Academic Publications

A list of articles published by members of the Dallas Fed Research staff.

2006 | 2005 | 2004 | 2003 | 2002 | 2001 | 2000

2006 Academic Publications

Do Historical Events Matter in Geographic Agglomeration? The Case of South Korea
Applied Economics Letters, December 2006
Jahyeong Koo and Yune Lee

This paper examines whether historical events are as important as Krugman (1991a) had suggested they are in determining geographic agglomeration. Using the time series of Korean manufacturing (1955-2003), which is longer than other country studies, we also examine how the mean reversion factor and dispersion factor have evolved during substantial economic development. Our results confirm that industry mobility in Korea is high and the historical events may not be so important in geographic agglomeration of industries. The analysis of the mean reversion factor and dispersion factor supports the argument that transport costs are a major source of change in geographic agglomeration in the long run.

Strengthening Globalization’s Invisible Hand: What Matters Most?
Business Economics, October 2006 (winner of NABE’s 2006 Edmund A. Mennis Contributed Paper Award)
Thomas F. Siems and Adam S. Ratner

In this paper, we investigate what matters most to sustaining strong economic growth in today’s more globalized, knowledge economy. An examination of 2005-2006 statistical and survey data across 52 countries reveals that economic growth is driven mainly by developed and trustworthy financial markets, a well-educated and skilled workforce and access to information and communications technologies. Moreover, we find that creditworthy financial markets are strengthened by free and open economies based on the rule of law and legal protections. Our findings support the notion that innovative ideas and entrepreneurship are at the heart of economic growth. However, these ideas need support from institutional policies and practices that create and sustain growth by providing needed protections and a market in which to finance them.

The Private Sector Impact of State and Local Government: Has More Become Bad?
Contemporary Economic Policy, October 2006
Stephen P.A. Brown and Lori L. Taylor

Early research into regional economic growth suggests some increases in state and local government spending more than offset the negative effects of the tax increases needed to fund them. More recent research finds the growth of state and local government generally discourages private sector growth. Using panel data on private employment, capital and output for the 48 contiguous states over the period 1979-97, we find that government size greatly affects whether additional government helps or hinders private sector growth. The rapid growth of state and local government in the late 1980s likely outstripped the willingness to pay. With government growth moderating in the 1990s, however, the private sector response to state and local government spending has become more favorable.

**Given instruction 1:**
Answer these about the publication list:
(a) Which journal published the paper on geographic agglomeration in South Korea, and in what month and year?
(b) How many countries did the data in the paper by Siems and Ratner cover?
(c) What period did the panel data used by Brown and Taylor span?
The records that come next have no connection to the publication list.

**Provided data:**
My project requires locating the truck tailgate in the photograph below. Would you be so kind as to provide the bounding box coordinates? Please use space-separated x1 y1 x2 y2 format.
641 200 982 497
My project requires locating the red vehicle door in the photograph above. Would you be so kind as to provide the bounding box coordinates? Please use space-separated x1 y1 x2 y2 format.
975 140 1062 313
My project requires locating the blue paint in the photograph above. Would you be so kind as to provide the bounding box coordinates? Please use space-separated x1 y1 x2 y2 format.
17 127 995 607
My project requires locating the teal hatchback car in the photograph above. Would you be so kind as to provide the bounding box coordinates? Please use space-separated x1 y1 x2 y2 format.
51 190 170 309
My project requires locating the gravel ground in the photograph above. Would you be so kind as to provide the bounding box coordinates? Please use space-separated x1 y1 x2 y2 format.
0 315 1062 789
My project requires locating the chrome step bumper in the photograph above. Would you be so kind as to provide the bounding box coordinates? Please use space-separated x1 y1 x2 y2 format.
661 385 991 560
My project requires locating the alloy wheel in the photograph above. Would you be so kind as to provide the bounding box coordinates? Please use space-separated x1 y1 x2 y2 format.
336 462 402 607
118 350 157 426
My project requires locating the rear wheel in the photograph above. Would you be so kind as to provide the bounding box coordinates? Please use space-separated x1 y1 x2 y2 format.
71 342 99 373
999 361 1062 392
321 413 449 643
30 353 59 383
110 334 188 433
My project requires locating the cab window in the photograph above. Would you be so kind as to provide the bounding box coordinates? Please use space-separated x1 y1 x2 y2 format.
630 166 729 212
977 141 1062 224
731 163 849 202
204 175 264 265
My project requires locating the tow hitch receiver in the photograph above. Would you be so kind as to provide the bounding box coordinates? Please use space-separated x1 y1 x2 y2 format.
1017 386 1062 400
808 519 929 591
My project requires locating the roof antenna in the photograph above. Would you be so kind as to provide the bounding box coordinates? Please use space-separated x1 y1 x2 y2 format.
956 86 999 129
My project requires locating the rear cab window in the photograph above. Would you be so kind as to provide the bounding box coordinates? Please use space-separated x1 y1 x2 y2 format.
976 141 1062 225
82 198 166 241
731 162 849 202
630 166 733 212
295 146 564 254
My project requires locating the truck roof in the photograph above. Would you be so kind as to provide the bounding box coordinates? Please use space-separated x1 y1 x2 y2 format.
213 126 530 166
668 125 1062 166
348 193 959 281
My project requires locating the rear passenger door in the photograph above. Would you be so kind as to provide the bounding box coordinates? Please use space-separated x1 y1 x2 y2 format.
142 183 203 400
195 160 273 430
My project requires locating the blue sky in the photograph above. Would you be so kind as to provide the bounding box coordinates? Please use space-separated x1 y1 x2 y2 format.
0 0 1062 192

**Given instruction 2:**
Quote word for word the lines of the records starting with the line with "My project requires locating the red" and going on through the line with "0 315 1062 789", both included.

**Full output 1:**
(a) Applied Economics Letters, December 2006
(b) 52 countries
(c) 1979-97

**Full output 2:**
My project requires locating the red vehicle door in the photograph above. Would you be so kind as to provide the bounding box coordinates? Please use space-separated x1 y1 x2 y2 format.
975 140 1062 313
My project requires locating the blue paint in the photograph above. Would you be so kind as to provide the bounding box coordinates? Please use space-separated x1 y1 x2 y2 format.
17 127 995 607
My project requires locating the teal hatchback car in the photograph above. Would you be so kind as to provide the bounding box coordinates? Please use space-separated x1 y1 x2 y2 format.
51 190 170 309
My project requires locating the gravel ground in the photograph above. Would you be so kind as to provide the bounding box coordinates? Please use space-separated x1 y1 x2 y2 format.
0 315 1062 789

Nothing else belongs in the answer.